Extracted data entries:
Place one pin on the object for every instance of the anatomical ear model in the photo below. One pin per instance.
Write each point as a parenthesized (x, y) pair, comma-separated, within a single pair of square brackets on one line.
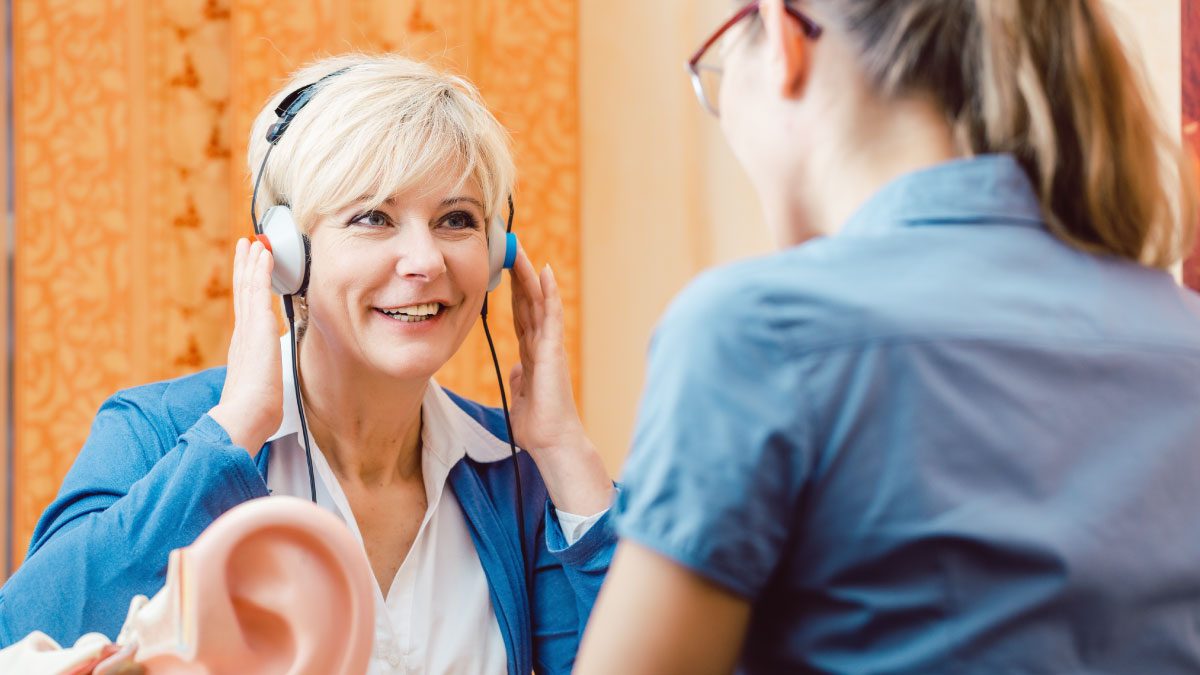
[(276, 585)]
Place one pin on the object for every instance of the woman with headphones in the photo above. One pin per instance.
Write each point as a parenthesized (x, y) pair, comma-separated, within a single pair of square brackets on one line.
[(952, 424), (396, 181)]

- **WHAT YOU HAVE TO DO**: Scan the lines above for the word "photo", then copy each line that has it.

- **SOLUTION FOR THIS TASK**:
Place one pin on the object for every instance of the anatomical ear model in the photo below. One pin per instance.
Place one pin on the object for every instance of the woman with headphones in the photo above. One pin per instance.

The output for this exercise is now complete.